-- begin --

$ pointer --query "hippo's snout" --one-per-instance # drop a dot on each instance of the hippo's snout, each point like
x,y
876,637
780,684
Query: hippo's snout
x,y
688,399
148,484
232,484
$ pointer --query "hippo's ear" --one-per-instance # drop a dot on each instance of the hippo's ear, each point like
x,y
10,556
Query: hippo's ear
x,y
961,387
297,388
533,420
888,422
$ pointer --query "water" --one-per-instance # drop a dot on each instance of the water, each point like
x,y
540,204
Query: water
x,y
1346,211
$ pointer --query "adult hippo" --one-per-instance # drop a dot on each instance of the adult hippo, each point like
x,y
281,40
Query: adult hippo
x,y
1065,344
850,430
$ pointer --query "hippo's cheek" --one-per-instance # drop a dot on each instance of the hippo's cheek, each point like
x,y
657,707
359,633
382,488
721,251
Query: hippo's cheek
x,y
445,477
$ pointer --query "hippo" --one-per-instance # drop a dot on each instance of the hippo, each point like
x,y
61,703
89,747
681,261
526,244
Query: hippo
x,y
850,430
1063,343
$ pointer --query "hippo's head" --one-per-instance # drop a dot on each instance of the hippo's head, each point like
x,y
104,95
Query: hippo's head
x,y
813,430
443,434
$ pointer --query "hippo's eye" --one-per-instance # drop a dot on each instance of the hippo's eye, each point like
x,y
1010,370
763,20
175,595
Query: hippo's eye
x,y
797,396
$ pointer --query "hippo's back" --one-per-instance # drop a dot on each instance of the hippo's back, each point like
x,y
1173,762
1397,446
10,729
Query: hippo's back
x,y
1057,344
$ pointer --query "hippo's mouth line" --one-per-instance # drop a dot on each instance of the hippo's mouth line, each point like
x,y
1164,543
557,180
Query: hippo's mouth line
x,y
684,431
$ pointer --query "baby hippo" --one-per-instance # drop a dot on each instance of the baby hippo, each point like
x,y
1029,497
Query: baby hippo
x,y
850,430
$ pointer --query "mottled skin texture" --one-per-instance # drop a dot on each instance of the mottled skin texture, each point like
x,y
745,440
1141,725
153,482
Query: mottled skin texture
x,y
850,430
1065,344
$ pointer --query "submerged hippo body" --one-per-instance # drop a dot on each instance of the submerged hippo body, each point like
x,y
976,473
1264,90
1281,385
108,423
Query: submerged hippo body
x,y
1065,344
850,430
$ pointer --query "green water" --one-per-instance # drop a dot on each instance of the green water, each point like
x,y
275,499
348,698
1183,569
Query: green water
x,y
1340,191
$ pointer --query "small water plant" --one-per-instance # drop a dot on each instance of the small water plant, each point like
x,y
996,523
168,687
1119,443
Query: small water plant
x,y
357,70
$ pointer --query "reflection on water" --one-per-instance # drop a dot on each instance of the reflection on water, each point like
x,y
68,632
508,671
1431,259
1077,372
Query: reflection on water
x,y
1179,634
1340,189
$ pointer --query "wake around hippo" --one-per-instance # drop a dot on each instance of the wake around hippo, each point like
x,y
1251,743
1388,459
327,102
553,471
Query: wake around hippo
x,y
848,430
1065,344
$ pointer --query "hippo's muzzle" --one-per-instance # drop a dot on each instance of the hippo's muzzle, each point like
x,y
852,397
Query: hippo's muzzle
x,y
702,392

-- end --

# [Goal]
Render the lines of the material as a numbered list, from the line containing "plant, each point like" through the end, both ends included. Leave out any blank lines.

# [Exercise answer]
1. $ pointer --query "small water plant" --one-per-instance # drop a dot on each instance of the small water plant, each point like
2. x,y
3. 996,523
4. 168,687
5. 1119,443
6. Query: small water plant
7. x,y
8. 357,70
9. $ pointer --query "reflection on water" --one-per-instance # drop a dot on each instance of the reflection on water, each point like
10. x,y
11. 68,632
12. 508,671
13. 1431,259
14. 1077,372
15. Query: reflection on water
16. x,y
17. 1179,634
18. 1340,189
19. $ pointer --query "wake around hippo" --one-per-instance # drop a dot on each instance of the wake around hippo, each point like
20. x,y
21. 1251,743
22. 1388,459
23. 327,102
24. 553,471
25. Query: wake around hippo
26. x,y
27. 848,430
28. 1065,344
29. $ pointer --query "hippo's muzzle" --one-per-instance # drop a dot on each instance of the hippo's muzzle, each point like
30. x,y
31. 852,397
32. Query: hippo's muzzle
33. x,y
34. 702,392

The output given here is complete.